Updated on July 27, 2012

For an Australian, one of biggest concerns about an American holiday is driving. Yes, Australians drive on the right-hand side of the car and the left-hand side of the road (or as they like to believe, the 'correct' side of the car and the 'correct' side of the road!) But there's more to driving in the USA than making sure you don't veer the car into oncoming traffic!

Driving on the left-hand side of the car

Aussies grew up watching American TV and movies, so they all know that drivers sit on the left-hand side of car in the US (unless you're one of a odd few driving a British car from across the pond). So is it nerve-wracking? For this particular Aussie, not really. My first experience driving in the US was actually pretty eventful free - the only thing that I had to keep telling myself was that the seat belt went from left to right, not right to left, and that the handbrake and gears were to my right, not my left. But generally, it's pretty straightforward. The accelerator and brake pedals (and clutch, if driving a manual/stick) are in the same format, which definitely makes life easier. One thing that is different however and may cause some confusion (2.5years living in the US and it still gets me from time to time!) is the location of the turning signal switch/blinker/indicator and the windscreen/windshield wipers. For cars in Australia (which are usually domestically made or imported from Asia), the turning signal switch/blinker/indicator is on the right side, with the windscreen/windshield wiper switch on the left. In the USA however, it's the complete opposite - the turning signal switch/blinker/indicator is on the LEFT, with the windscreen/windshield wiper on the RIGHT. An easy way to remember - if you sit on the left-hand side of the car, the turning signal switch/blinker/indicator is on the left too (and if you think about it, you use this switch more than the windscreen/windshield wiper switch). But believe me, it will take some getting used too - I can't remember the number of times I've heard the screeching of the windscreen wiper scraping against the dry glass, instead of indicating that I wanted to turn left!

Driving on the right-hand side of the road

Always a daunting prospect for an Aussie during their first (and sometimes second and third!) visit to the USA. But again, just like driving on the left-hand side of the car, it's actually not as overwhelming as you may think. Just remember to follow the car in front (so-to-speak). Especially when you're turning onto a different road, whether at traffic lights or not. This is where most people get confused/tempted to drive onto to left-hand side of the road! A little trick I used the first time I drove on the 'other side of the road' was to literally tape the word "RIGHT" onto the dashboard so I was constantly reminded to do so! Honestly, it worked! Just remain calm, drive a little slower than you normally would (but not too slowly!) and you'll be fine!

MATERIAL SHOWN ::
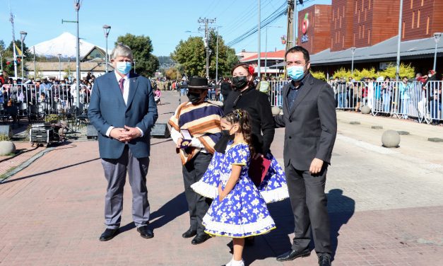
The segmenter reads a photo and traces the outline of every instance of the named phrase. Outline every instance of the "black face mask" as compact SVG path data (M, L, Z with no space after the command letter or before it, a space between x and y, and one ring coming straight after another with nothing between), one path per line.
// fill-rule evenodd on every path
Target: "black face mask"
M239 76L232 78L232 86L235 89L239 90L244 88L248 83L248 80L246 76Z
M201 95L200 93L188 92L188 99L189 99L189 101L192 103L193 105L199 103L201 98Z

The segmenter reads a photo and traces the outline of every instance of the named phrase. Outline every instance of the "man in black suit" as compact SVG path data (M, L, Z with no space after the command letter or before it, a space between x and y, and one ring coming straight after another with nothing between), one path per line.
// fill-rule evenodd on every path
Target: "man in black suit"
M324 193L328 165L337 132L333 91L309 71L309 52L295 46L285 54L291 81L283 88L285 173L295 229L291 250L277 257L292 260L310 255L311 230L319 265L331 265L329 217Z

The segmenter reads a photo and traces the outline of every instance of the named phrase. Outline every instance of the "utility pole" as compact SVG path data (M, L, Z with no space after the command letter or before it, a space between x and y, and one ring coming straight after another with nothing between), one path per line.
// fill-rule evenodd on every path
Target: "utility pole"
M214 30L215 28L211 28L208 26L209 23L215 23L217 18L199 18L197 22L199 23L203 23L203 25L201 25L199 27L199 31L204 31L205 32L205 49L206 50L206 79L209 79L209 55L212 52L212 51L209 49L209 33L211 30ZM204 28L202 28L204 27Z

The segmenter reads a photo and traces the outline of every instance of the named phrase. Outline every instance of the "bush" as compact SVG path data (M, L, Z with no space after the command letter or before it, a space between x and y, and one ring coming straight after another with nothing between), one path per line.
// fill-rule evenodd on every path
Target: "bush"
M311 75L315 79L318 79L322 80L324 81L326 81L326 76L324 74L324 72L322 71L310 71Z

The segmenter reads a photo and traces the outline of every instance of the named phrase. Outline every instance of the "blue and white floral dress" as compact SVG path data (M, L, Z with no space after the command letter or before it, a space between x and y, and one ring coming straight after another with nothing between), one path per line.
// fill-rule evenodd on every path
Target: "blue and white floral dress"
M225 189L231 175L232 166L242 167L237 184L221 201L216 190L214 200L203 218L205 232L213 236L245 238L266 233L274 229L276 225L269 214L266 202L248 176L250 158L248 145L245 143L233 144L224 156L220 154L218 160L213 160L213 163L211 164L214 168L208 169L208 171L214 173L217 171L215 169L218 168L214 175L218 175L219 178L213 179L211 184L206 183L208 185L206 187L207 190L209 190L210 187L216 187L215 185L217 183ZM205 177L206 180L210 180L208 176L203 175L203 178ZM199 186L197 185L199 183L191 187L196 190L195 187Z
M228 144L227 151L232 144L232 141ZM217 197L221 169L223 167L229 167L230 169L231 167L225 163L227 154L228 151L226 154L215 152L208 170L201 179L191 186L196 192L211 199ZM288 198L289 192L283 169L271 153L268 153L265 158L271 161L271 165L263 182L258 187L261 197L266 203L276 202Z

WORK TO BE COMPLETED ::
Resume the Australian's guide to driving in the USA from the point where it stops. The records are a separate set of material.

EXERCISE RESULT ::
Obviously you'll be driving on the right-hand side of the road, so you also need to change how you think about round-a-bouts. In Australia, you look to the right to see oncoming traffic and must give-way to those already in the round-a-bout/about to enter the round-a-bout from your right. In the US, it's from the left. And of course, in the US you go anti-clockwise (counter-clockwise), not clockwise - something to remember to ensure you don't have an embarrassing moment!

Seat belts

Despite what you see on TV, seat belts ARE required when either driving or being a passenger in a car. But each state is different when it comes to fines incurred for not wearing a seat belt. States fall under two categories - primary and secondary. Primary means that you can be fined (driver or passenger) for not wearing a seat belt, regardless of whether you have committed another driving offence (ie. drink driving). Secondary laws mean that you can only be fined for not wearing a seat belt if you are also being fined/charged with another offence (ie. speeding). And some states have different rules about passengers in the front seat or back seat(s). But basically, wear a seat belt. Click clack, front and back!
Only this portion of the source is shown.